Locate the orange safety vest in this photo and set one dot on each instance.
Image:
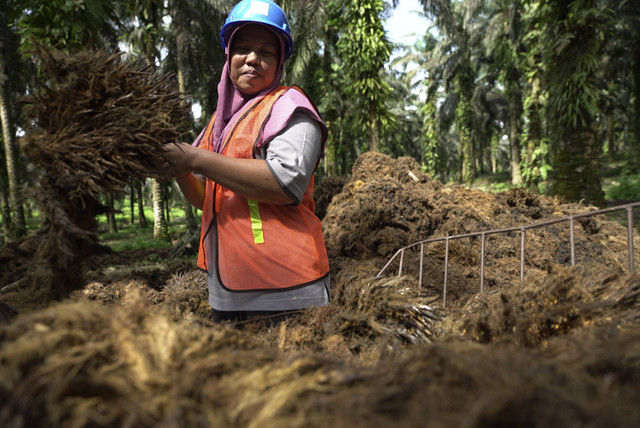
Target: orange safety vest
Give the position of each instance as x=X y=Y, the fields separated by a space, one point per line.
x=260 y=246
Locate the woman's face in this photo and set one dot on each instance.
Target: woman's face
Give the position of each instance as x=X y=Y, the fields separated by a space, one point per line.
x=254 y=58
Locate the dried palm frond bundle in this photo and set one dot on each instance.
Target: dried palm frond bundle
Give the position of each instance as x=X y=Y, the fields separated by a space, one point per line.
x=96 y=123
x=99 y=121
x=553 y=306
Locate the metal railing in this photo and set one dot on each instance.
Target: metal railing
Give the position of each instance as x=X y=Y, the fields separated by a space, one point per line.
x=522 y=229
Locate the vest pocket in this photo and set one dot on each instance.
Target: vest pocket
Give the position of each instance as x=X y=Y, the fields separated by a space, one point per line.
x=256 y=222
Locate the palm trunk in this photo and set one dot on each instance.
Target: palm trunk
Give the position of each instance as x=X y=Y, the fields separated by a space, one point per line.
x=142 y=219
x=132 y=197
x=160 y=229
x=374 y=134
x=6 y=216
x=18 y=222
x=514 y=138
x=111 y=216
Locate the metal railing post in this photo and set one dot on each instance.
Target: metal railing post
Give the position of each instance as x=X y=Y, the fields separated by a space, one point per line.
x=522 y=234
x=483 y=234
x=572 y=242
x=421 y=265
x=482 y=239
x=446 y=271
x=630 y=237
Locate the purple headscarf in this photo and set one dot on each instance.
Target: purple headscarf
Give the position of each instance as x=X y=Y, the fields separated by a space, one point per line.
x=232 y=103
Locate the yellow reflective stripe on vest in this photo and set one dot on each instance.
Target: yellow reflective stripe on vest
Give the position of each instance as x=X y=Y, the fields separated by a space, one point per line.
x=256 y=222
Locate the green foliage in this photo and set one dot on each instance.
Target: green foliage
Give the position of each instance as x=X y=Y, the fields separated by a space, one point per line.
x=536 y=168
x=364 y=51
x=67 y=24
x=626 y=189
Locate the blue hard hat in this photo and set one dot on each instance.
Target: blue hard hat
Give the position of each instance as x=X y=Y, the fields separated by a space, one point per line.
x=262 y=12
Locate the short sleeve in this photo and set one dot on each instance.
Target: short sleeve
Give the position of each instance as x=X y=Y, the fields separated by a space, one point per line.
x=293 y=154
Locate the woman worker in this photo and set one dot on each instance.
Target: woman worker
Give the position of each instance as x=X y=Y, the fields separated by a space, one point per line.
x=251 y=173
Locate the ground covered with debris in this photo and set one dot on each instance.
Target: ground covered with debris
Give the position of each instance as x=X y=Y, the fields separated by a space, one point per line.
x=90 y=337
x=560 y=349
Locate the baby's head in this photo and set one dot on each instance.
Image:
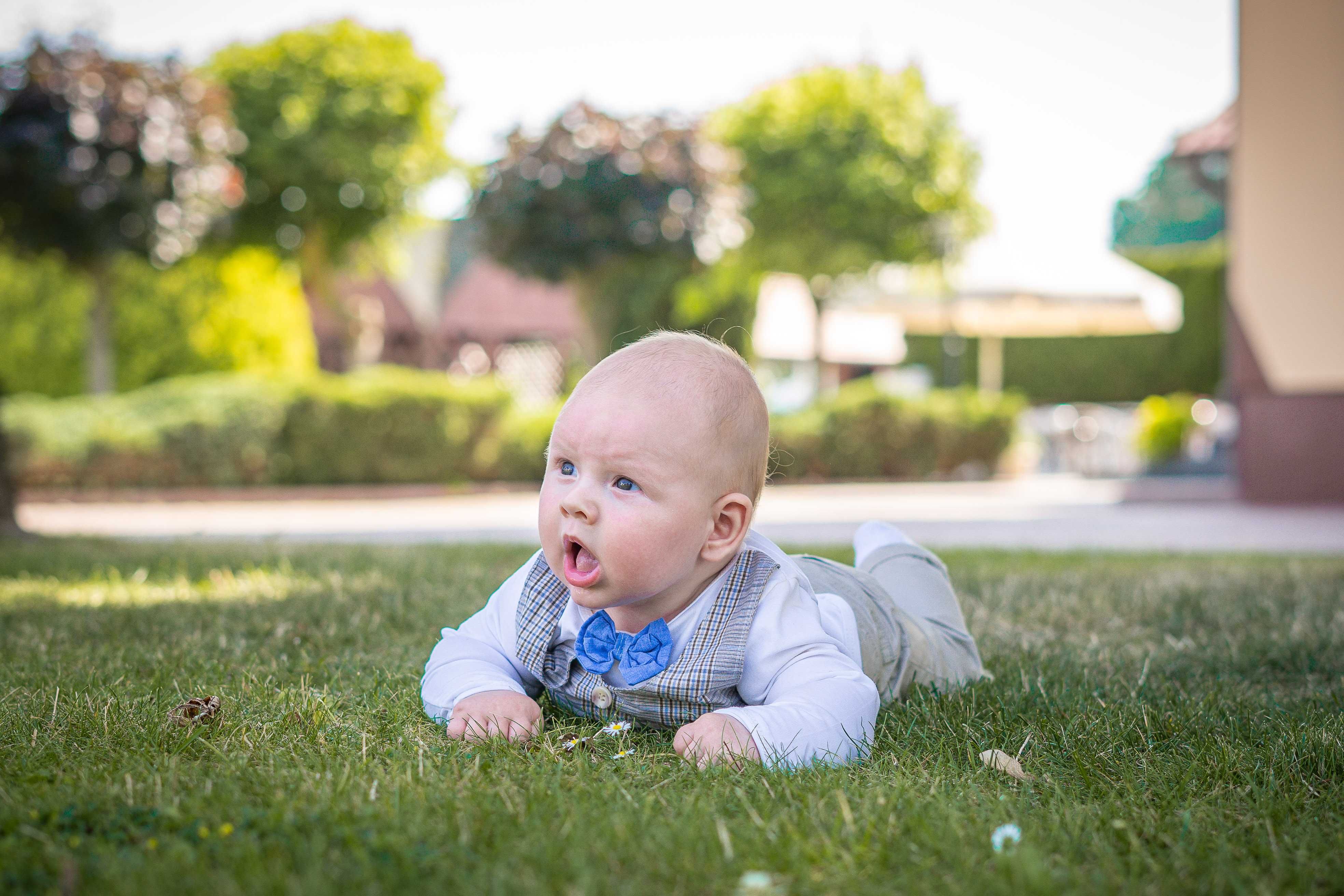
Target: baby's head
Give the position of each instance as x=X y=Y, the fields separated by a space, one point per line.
x=655 y=468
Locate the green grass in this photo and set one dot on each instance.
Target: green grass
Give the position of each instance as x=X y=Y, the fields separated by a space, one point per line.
x=1183 y=714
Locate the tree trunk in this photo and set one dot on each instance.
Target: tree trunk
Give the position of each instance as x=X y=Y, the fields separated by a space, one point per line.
x=100 y=348
x=316 y=266
x=9 y=493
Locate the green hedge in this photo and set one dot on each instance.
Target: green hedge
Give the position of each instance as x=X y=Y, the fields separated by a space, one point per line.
x=862 y=432
x=398 y=425
x=1117 y=368
x=381 y=425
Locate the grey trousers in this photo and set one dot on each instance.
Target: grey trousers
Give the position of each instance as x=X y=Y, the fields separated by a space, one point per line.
x=910 y=624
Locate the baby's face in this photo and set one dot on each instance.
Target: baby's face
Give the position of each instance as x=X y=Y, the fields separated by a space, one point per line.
x=627 y=499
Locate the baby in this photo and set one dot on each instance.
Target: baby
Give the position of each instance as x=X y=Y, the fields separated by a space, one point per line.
x=655 y=602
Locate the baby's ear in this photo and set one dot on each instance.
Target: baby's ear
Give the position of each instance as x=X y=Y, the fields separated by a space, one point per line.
x=732 y=518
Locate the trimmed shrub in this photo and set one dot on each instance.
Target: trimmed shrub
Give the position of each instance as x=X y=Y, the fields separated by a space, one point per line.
x=386 y=425
x=863 y=433
x=515 y=450
x=202 y=430
x=400 y=425
x=382 y=425
x=1164 y=424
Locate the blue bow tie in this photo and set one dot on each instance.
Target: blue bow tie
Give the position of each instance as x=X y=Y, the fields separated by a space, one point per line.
x=642 y=656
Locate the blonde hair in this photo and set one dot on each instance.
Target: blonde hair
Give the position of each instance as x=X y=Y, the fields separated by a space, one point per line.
x=732 y=395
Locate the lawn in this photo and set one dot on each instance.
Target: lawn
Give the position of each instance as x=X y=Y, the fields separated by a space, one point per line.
x=1182 y=718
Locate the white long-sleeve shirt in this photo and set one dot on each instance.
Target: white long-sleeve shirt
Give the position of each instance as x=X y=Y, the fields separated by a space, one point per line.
x=807 y=696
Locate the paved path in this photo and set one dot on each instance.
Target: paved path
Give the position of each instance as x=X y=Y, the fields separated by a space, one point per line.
x=1041 y=512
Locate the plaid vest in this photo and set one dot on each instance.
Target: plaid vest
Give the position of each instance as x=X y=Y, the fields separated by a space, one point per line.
x=702 y=679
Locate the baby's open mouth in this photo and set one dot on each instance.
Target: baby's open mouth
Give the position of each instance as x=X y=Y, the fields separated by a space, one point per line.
x=581 y=568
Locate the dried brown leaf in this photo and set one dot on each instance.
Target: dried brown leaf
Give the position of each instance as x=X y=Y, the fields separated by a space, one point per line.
x=999 y=761
x=195 y=711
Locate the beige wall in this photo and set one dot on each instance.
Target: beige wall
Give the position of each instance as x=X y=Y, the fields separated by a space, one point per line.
x=1287 y=206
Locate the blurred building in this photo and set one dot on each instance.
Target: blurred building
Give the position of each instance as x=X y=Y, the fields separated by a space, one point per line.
x=452 y=308
x=1285 y=350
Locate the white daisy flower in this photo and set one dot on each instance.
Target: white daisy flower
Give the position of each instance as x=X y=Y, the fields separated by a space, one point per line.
x=1003 y=836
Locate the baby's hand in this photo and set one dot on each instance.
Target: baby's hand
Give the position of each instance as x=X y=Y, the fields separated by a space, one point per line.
x=715 y=738
x=495 y=714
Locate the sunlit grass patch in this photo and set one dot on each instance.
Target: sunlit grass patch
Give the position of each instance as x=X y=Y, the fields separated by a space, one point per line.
x=1182 y=720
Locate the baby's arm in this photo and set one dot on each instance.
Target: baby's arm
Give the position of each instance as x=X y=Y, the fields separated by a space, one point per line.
x=475 y=682
x=807 y=700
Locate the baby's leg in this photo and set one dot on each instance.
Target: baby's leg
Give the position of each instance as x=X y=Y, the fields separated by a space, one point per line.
x=919 y=584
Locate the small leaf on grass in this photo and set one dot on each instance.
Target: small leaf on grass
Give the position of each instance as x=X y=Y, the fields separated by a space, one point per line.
x=195 y=711
x=1000 y=761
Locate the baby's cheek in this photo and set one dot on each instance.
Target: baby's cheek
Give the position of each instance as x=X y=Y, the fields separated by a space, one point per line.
x=651 y=552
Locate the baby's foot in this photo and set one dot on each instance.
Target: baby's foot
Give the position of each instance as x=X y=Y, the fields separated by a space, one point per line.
x=874 y=535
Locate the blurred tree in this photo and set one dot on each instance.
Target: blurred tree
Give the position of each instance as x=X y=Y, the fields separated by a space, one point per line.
x=238 y=311
x=623 y=209
x=100 y=156
x=849 y=167
x=9 y=493
x=345 y=124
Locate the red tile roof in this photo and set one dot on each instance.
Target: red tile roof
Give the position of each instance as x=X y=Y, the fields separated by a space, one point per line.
x=492 y=305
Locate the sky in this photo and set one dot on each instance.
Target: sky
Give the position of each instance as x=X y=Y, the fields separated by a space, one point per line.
x=1069 y=101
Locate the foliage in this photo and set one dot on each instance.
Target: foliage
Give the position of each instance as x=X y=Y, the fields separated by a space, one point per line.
x=514 y=450
x=241 y=311
x=623 y=209
x=1119 y=368
x=100 y=155
x=1180 y=715
x=214 y=429
x=343 y=125
x=1164 y=425
x=385 y=425
x=1178 y=205
x=719 y=302
x=397 y=425
x=594 y=188
x=849 y=167
x=45 y=307
x=862 y=432
x=100 y=158
x=379 y=425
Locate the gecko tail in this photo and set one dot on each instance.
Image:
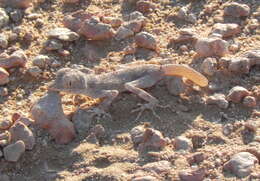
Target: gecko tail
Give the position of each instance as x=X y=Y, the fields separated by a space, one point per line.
x=187 y=72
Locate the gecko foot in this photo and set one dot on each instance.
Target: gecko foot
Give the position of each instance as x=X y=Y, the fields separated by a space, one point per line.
x=148 y=106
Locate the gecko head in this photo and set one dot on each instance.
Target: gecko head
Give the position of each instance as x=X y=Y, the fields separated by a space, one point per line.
x=68 y=80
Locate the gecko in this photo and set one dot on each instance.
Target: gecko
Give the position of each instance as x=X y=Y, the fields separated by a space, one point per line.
x=133 y=79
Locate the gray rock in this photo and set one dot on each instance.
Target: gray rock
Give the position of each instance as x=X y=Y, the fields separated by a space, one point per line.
x=236 y=9
x=4 y=18
x=64 y=34
x=14 y=151
x=241 y=164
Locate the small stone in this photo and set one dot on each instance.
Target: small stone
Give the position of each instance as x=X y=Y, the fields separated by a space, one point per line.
x=64 y=34
x=219 y=100
x=226 y=30
x=158 y=167
x=5 y=124
x=4 y=76
x=123 y=33
x=209 y=66
x=146 y=40
x=182 y=143
x=206 y=47
x=249 y=101
x=41 y=61
x=241 y=164
x=35 y=71
x=236 y=9
x=92 y=29
x=14 y=151
x=3 y=41
x=192 y=175
x=20 y=131
x=4 y=18
x=3 y=91
x=51 y=45
x=237 y=93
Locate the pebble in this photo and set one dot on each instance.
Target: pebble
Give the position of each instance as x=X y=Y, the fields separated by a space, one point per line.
x=4 y=18
x=92 y=29
x=249 y=101
x=41 y=61
x=206 y=47
x=237 y=93
x=51 y=45
x=146 y=40
x=158 y=167
x=20 y=131
x=47 y=113
x=3 y=41
x=226 y=30
x=35 y=71
x=182 y=143
x=241 y=164
x=193 y=174
x=209 y=66
x=13 y=152
x=236 y=9
x=63 y=34
x=219 y=100
x=4 y=76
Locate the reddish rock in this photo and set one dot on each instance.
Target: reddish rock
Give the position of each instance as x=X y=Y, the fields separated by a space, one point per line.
x=48 y=114
x=236 y=9
x=226 y=30
x=4 y=76
x=236 y=94
x=206 y=47
x=20 y=131
x=192 y=175
x=145 y=40
x=14 y=151
x=92 y=29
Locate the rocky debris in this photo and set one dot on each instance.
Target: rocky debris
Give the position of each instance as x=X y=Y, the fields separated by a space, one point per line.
x=114 y=22
x=20 y=131
x=34 y=71
x=209 y=66
x=193 y=175
x=6 y=124
x=145 y=40
x=53 y=44
x=237 y=93
x=206 y=47
x=4 y=76
x=235 y=9
x=63 y=34
x=147 y=138
x=241 y=164
x=14 y=151
x=145 y=6
x=75 y=20
x=48 y=114
x=16 y=59
x=184 y=14
x=182 y=143
x=3 y=41
x=219 y=100
x=41 y=61
x=4 y=18
x=226 y=30
x=92 y=29
x=249 y=101
x=158 y=167
x=175 y=85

**********

**WHAT THIS TASK INVOLVES**
Copy out, word for word, the stretch from the beginning of the entries through the line containing "x=260 y=246", omitting any pictures from your answer.

**TASK OUTPUT**
Locate the orange safety vest in this photo and set one dot on each instance.
Image:
Target: orange safety vest
Give the position of each instance as x=X y=Y, the fields separated by a space, one point per line.
x=260 y=246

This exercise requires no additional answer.